## TO BE DONE
Reproduce the items from the line with "Pinpoint every visible arched window." to the line with "[121,303,262,332]", putting "Mark" wherever "Pinpoint" appears and leaving everything else unchanged. Give only those lines.
>> Begin ENTRIES SUPPLIED
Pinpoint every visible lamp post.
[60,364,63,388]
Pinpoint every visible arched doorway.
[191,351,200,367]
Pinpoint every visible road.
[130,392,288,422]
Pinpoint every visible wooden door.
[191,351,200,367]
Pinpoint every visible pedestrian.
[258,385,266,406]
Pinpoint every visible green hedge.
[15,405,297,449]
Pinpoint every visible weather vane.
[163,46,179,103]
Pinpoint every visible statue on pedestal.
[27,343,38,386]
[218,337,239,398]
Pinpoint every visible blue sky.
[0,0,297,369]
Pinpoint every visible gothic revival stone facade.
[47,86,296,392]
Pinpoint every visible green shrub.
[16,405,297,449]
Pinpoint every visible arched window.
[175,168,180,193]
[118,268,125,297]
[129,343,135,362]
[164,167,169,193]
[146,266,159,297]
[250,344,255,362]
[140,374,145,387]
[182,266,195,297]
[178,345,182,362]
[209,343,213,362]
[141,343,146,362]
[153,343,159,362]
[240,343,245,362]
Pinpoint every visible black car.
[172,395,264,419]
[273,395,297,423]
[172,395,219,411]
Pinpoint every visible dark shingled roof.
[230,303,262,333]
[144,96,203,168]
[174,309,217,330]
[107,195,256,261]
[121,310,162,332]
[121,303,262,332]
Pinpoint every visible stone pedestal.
>> End ENTRIES SUPPLIED
>> Begin ENTRIES SUPPLIED
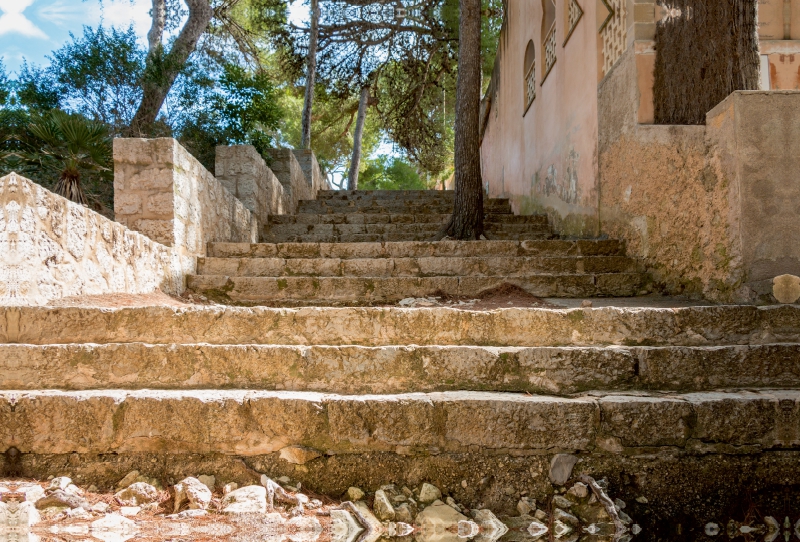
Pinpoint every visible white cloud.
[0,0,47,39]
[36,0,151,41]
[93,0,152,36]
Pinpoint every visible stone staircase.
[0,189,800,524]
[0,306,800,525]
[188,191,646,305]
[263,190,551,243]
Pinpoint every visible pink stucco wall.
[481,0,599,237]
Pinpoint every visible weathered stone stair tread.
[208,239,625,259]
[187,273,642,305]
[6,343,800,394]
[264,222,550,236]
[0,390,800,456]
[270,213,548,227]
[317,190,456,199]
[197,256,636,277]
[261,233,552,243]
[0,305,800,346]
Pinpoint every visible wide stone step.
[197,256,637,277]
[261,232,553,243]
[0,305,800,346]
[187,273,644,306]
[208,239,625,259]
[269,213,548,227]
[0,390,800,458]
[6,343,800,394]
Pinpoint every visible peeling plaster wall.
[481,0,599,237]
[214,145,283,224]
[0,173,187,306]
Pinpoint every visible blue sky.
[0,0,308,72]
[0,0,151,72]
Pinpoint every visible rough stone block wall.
>> End ENTRIES SUPPLIED
>> Begin ENTRIES SUPPLIED
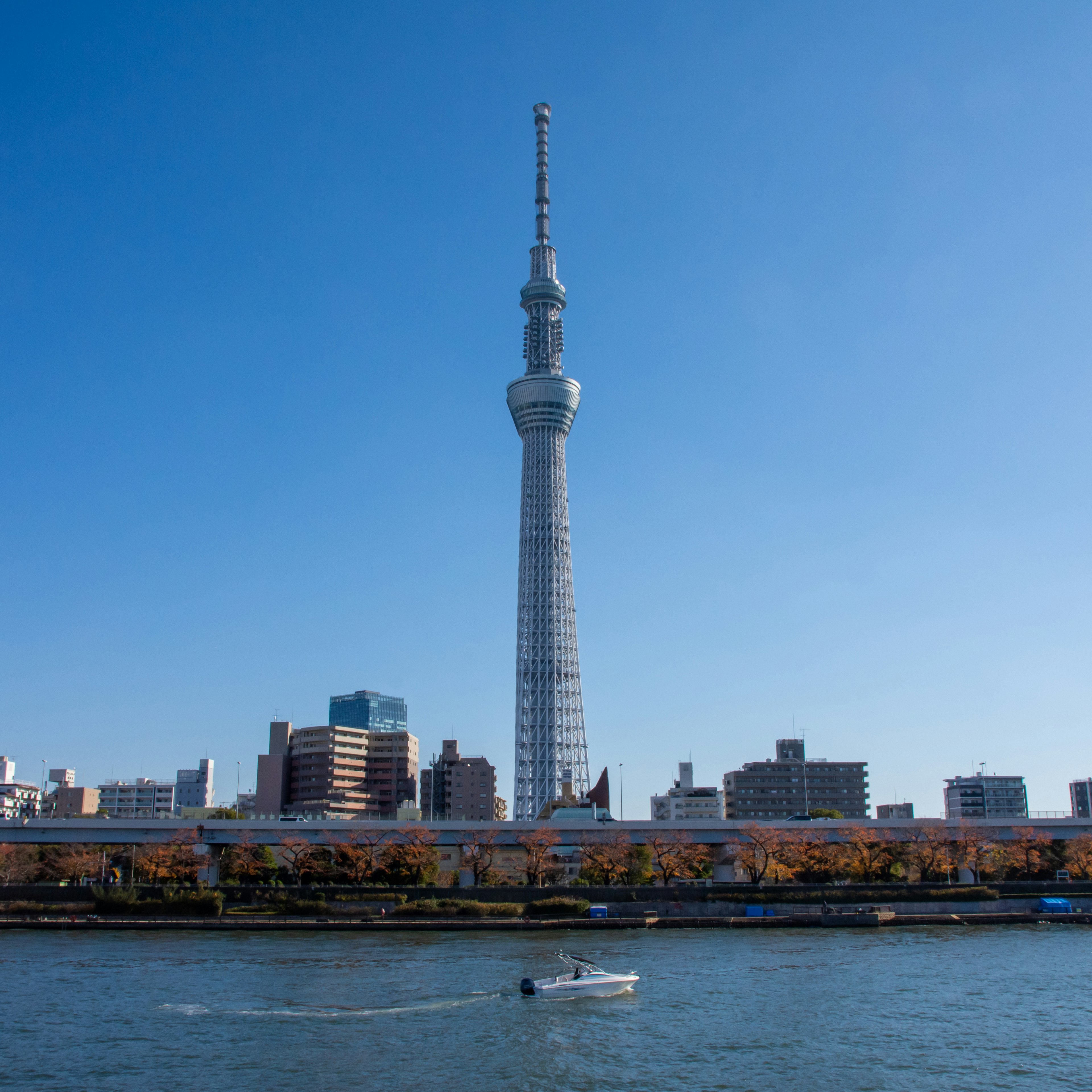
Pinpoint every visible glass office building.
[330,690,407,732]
>> End ENTRIES SUPPLIED
## EXERCISE RESULT
Mark every visible arched window.
[175,168,180,193]
[118,268,125,297]
[129,343,135,362]
[164,167,169,193]
[146,266,159,297]
[250,344,255,362]
[140,374,145,387]
[182,266,195,297]
[178,345,182,362]
[209,343,213,362]
[141,343,146,362]
[153,343,159,362]
[240,343,245,362]
Mark every visible black car.
[172,395,264,419]
[273,395,297,423]
[172,395,219,411]
Mark every visible dark shingled roof.
[230,303,262,333]
[144,96,203,168]
[174,309,217,330]
[107,195,256,261]
[121,310,162,332]
[121,303,262,332]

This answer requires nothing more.